+++ Record list +++

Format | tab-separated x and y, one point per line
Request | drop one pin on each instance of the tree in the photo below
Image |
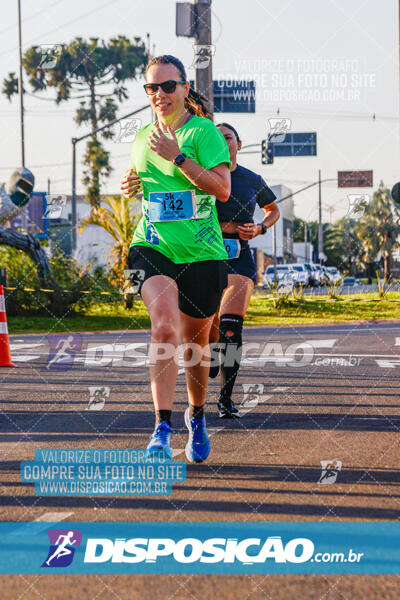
342	243
86	71
119	221
379	228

+++

### Problem statement
Reproduce every entry above verbatim, line for line, and omit the images from your output.

### Output of the exercise
Format | tab-separated x and y, one point per line
Request | drop one pin on each instance of the tree in the photo below
Image |
342	243
86	71
119	221
379	228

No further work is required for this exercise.